▶ _What the task asks_: Pick out every line in the records below that contains the word "wall", and copy each one.
* start Recorded data *
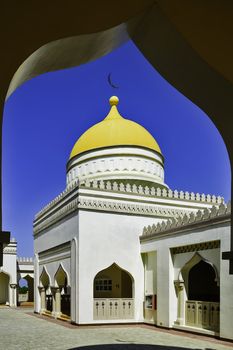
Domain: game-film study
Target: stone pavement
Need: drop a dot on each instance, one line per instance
(21, 329)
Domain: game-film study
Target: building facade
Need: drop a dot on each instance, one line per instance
(93, 262)
(13, 270)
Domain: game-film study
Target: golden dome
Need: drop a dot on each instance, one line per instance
(114, 130)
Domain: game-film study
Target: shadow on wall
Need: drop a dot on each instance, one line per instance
(133, 347)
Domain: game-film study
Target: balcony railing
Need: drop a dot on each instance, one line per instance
(113, 309)
(202, 314)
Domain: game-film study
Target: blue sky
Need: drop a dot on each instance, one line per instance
(46, 115)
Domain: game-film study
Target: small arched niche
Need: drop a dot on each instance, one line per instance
(44, 279)
(202, 284)
(201, 279)
(4, 287)
(61, 280)
(113, 282)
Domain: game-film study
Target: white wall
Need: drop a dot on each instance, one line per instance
(105, 239)
(169, 268)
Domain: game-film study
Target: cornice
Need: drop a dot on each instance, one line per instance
(114, 187)
(188, 222)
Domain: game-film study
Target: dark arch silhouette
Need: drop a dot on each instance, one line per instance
(161, 30)
(202, 284)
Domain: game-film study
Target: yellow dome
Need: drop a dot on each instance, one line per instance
(114, 130)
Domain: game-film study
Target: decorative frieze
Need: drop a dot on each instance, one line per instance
(106, 206)
(133, 189)
(151, 191)
(196, 247)
(24, 260)
(187, 219)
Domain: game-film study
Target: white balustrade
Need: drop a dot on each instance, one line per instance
(113, 308)
(202, 314)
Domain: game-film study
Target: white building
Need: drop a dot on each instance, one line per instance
(13, 270)
(97, 262)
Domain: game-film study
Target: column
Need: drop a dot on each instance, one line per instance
(13, 292)
(42, 299)
(180, 302)
(56, 301)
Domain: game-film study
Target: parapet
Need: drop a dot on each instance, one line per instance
(187, 219)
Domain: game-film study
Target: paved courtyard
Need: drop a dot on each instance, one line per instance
(21, 329)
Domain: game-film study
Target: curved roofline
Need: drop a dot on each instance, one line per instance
(111, 147)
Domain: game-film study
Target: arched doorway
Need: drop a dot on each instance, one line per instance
(202, 283)
(26, 289)
(62, 293)
(202, 305)
(45, 292)
(4, 290)
(113, 294)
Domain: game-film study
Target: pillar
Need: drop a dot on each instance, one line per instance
(13, 301)
(56, 301)
(42, 299)
(180, 302)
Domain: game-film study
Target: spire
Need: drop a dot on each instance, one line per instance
(113, 113)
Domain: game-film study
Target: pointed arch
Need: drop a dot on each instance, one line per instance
(113, 282)
(4, 290)
(61, 277)
(45, 280)
(196, 258)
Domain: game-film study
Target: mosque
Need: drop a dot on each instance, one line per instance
(118, 245)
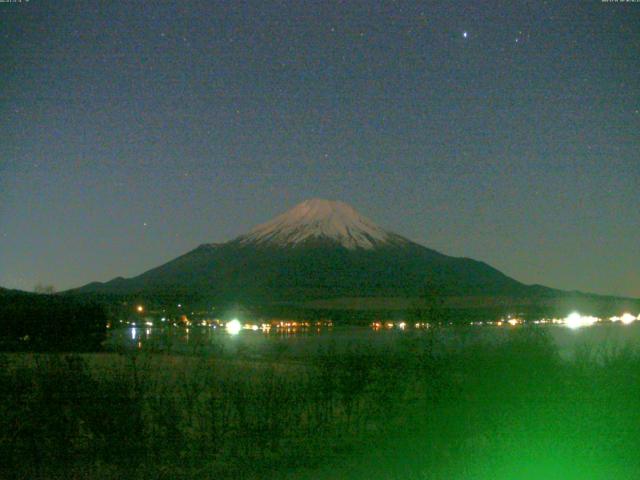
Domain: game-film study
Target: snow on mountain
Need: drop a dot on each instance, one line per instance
(320, 219)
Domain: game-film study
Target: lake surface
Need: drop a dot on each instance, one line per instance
(602, 337)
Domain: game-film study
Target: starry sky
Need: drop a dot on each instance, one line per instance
(506, 131)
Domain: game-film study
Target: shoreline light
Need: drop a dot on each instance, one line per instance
(575, 320)
(233, 327)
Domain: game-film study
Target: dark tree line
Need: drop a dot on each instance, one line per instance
(50, 323)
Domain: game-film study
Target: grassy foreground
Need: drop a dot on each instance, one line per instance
(509, 411)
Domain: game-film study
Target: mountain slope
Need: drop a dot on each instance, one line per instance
(319, 249)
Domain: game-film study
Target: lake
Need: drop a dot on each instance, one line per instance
(601, 337)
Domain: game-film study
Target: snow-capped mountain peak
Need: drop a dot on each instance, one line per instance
(320, 219)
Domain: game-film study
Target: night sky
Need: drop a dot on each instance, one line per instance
(509, 132)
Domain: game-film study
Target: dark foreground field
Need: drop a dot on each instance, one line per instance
(511, 411)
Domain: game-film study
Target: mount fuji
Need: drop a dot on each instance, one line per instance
(319, 253)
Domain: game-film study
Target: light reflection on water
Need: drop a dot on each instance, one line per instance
(298, 342)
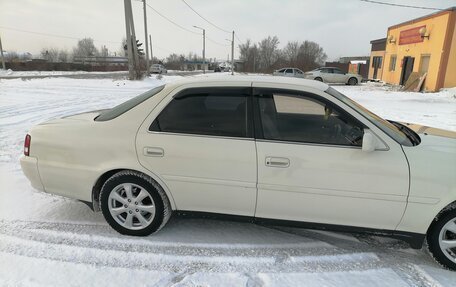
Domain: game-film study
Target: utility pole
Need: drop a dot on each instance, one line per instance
(254, 60)
(132, 49)
(151, 52)
(204, 48)
(1, 51)
(145, 37)
(232, 55)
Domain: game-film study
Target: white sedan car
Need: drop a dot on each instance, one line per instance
(158, 69)
(333, 75)
(289, 72)
(265, 149)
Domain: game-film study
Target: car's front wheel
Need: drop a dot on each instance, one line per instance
(134, 204)
(441, 239)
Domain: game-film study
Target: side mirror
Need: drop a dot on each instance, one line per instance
(369, 142)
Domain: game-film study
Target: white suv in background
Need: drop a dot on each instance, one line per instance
(333, 75)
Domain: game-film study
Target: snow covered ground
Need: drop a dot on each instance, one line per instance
(47, 240)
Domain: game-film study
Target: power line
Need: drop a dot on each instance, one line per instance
(215, 42)
(188, 5)
(53, 35)
(400, 5)
(171, 21)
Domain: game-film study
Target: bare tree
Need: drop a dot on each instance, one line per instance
(63, 56)
(50, 54)
(175, 61)
(267, 56)
(104, 52)
(291, 52)
(85, 48)
(268, 53)
(311, 55)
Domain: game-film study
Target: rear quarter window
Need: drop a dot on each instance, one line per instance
(128, 105)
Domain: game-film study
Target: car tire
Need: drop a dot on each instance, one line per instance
(352, 81)
(443, 230)
(134, 204)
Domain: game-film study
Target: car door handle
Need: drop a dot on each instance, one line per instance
(277, 162)
(154, 151)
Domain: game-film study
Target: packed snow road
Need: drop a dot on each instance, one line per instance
(47, 240)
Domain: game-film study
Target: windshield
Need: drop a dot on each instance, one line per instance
(390, 129)
(128, 105)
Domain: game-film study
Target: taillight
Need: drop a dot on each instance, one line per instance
(27, 141)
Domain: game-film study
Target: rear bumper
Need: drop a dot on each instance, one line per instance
(29, 167)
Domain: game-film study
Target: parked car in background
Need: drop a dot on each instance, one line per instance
(333, 75)
(289, 72)
(158, 69)
(267, 149)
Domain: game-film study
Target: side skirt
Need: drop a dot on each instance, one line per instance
(414, 239)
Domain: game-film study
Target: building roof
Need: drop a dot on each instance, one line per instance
(435, 14)
(378, 41)
(247, 80)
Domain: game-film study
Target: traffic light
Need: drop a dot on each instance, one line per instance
(140, 51)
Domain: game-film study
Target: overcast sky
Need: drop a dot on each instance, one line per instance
(341, 27)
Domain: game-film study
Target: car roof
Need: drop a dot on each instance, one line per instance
(232, 80)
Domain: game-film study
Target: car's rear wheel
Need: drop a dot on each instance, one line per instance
(353, 81)
(134, 204)
(441, 239)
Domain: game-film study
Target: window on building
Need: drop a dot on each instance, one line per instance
(217, 113)
(393, 63)
(304, 119)
(377, 62)
(424, 63)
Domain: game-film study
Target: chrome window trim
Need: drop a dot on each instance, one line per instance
(308, 143)
(200, 135)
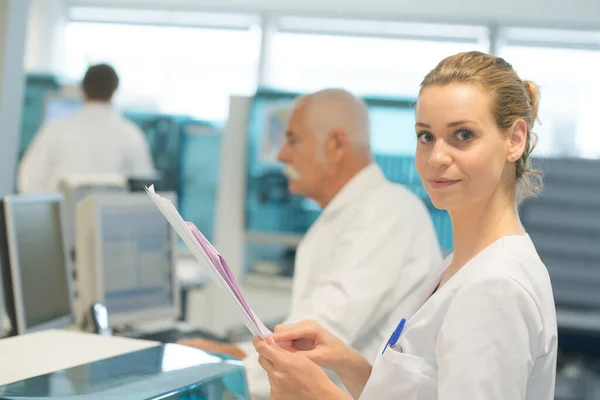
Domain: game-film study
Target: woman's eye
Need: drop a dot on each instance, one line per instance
(464, 134)
(425, 137)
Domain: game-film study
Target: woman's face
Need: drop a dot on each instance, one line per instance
(462, 156)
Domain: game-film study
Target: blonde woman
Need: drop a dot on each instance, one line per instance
(484, 326)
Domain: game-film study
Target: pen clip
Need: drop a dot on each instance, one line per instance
(395, 335)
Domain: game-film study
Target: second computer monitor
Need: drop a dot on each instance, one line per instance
* end Recorded data *
▶ _Result_:
Target: shadow on wall
Target: white wall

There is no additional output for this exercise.